- **Source text**:
=-=-=-=-=
The US Electoral College has given Joe Biden a solid majority of its votes, confirming his victory in last month’s election in state-by-state voting that took on added importance this year because of Donald Trump’s refusal to concede he lost.
California’s 55 electoral votes put Mr Biden over the top, clearing the 270-vote mark that affirmed he will be the nation’s next president.
Hawaii’s final four votes pushed Mr Biden to a 306-vote majority.
Heightened security was in place in some states as electors met, casting paper ballots in gatherings that took place in the 50 states and the District of Columbia, with masks, social distancing and other virus precautions in place.
The results will be sent to Washington and tallied in a January 6 joint session of Congress presided over by vice president Mike Pence.
There was little suspense and no change as all the electoral votes allocated to Mr Biden and Mr Trump in last month’s popular vote went to each man.
The Democrat topped the president by more than seven million in the popular vote nationwide.
In a speech from his longtime home of Wilmington, Delaware, Mr Biden aimed to guide Americans past the tumult of the campaign and Mr Trump’s refusal to accept defeat.
“If anyone didn’t know it before, we know it now. What beats deep in the hearts of the American people is this: Democracy,” Mr Biden said.
“The right to be heard. To have your vote counted. To choose the leaders of this nation. To govern ourselves.”
He renewed his campaign promise to be a president for all Americans, whether they voted for him or not, and said the country has hard work ahead on coronavirus and the economy.
But there was no concession from the White House, where Mr Trump has continued to make unsupported allegations of fraud.
He remained in the Oval Office long after the sun set in Washington, calling allies and fellow Republicans while keeping track of the running Electoral College tally, according to White House and campaign aides.
The president frequently ducked into the private dining room off the Oval Office to watch on TV, complaining that the cable networks were treating it like a mini-election night while not giving his challenges any airtime.
The president had grown increasingly disappointed with the size of “Stop the Steal” rallies across the nation as well as efforts for the Republican party to field its own slates of electors in states.
A presidential wish for a fierce administration defence led to TV appearances early on Monday by Stephen Miller, one of his most ferocious advocates, to try to downplay the importance of the Electoral College vote and suggest that legal challenges would continue all the way to Inauguration Day on January 20.
In a Fox News interview taped over the weekend, Mr Trump said: “I worry about the country having an illegitimate president, that’s what I worry about. A president that lost and lost badly.”
=-=-=-=-=
- **Provided information**:
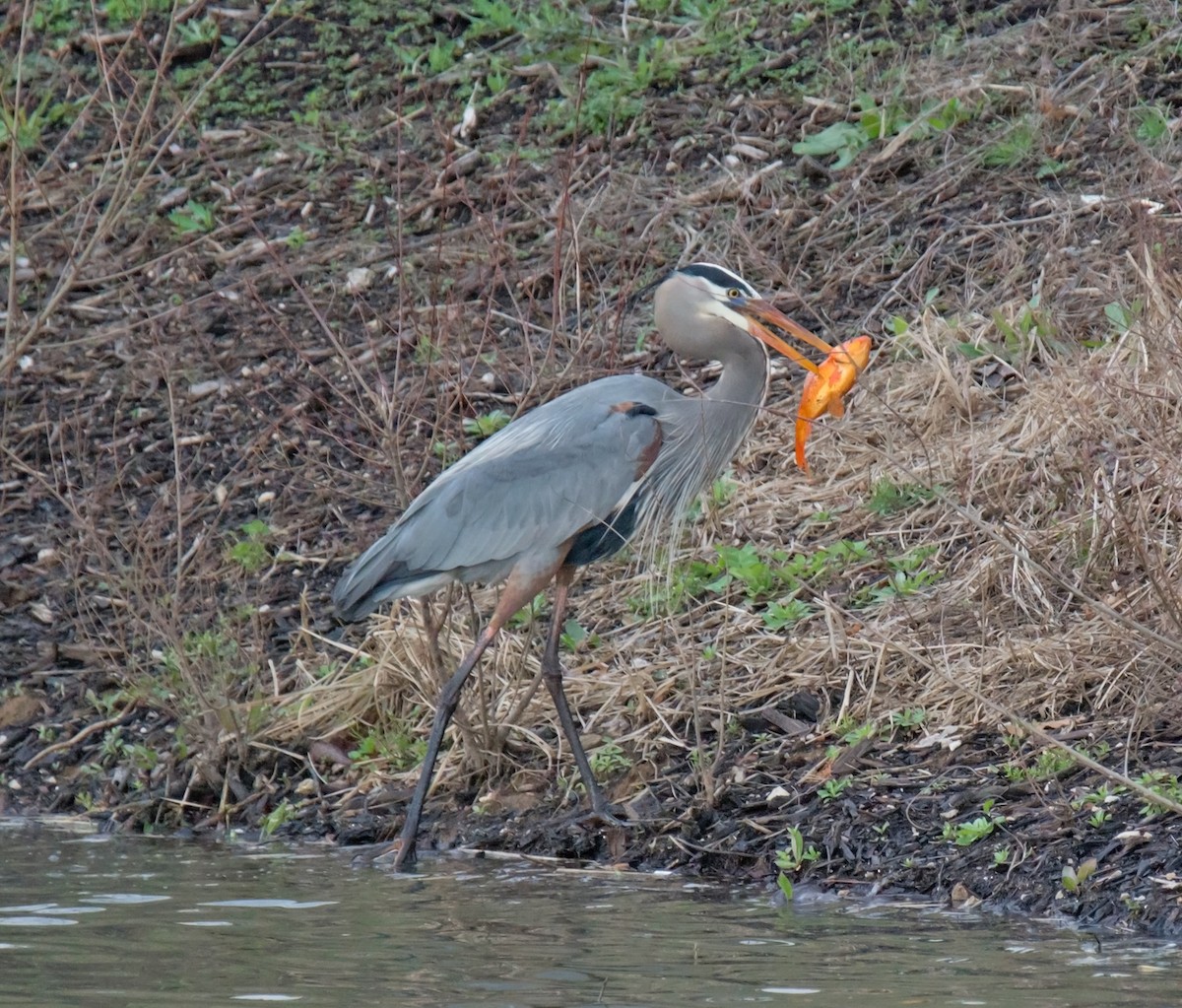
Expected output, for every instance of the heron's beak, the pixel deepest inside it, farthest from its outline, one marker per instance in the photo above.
=-=-=-=-=
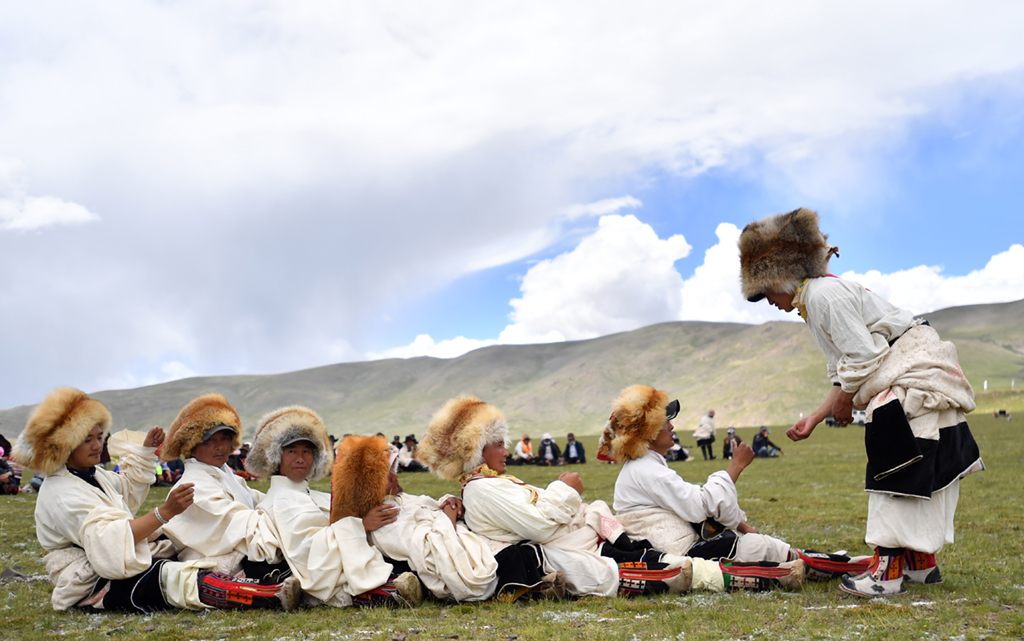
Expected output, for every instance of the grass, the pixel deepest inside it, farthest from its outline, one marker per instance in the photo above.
=-=-=-=-=
- **What this exercise asks**:
1 - Duplicate a passage from the Electoral College article, beginning at the words "The president had" and stopping after "on January 20.".
2 - In the Electoral College article, by how much did Biden beat Trump in the nationwide popular vote?

- **Your responses**:
1 -
The president had grown increasingly disappointed with the size of “Stop the Steal” rallies across the nation as well as efforts for the Republican party to field its own slates of electors in states.
A presidential wish for a fierce administration defence led to TV appearances early on Monday by Stephen Miller, one of his most ferocious advocates, to try to downplay the importance of the Electoral College vote and suggest that legal challenges would continue all the way to Inauguration Day on January 20.

2 - By more than seven million votes.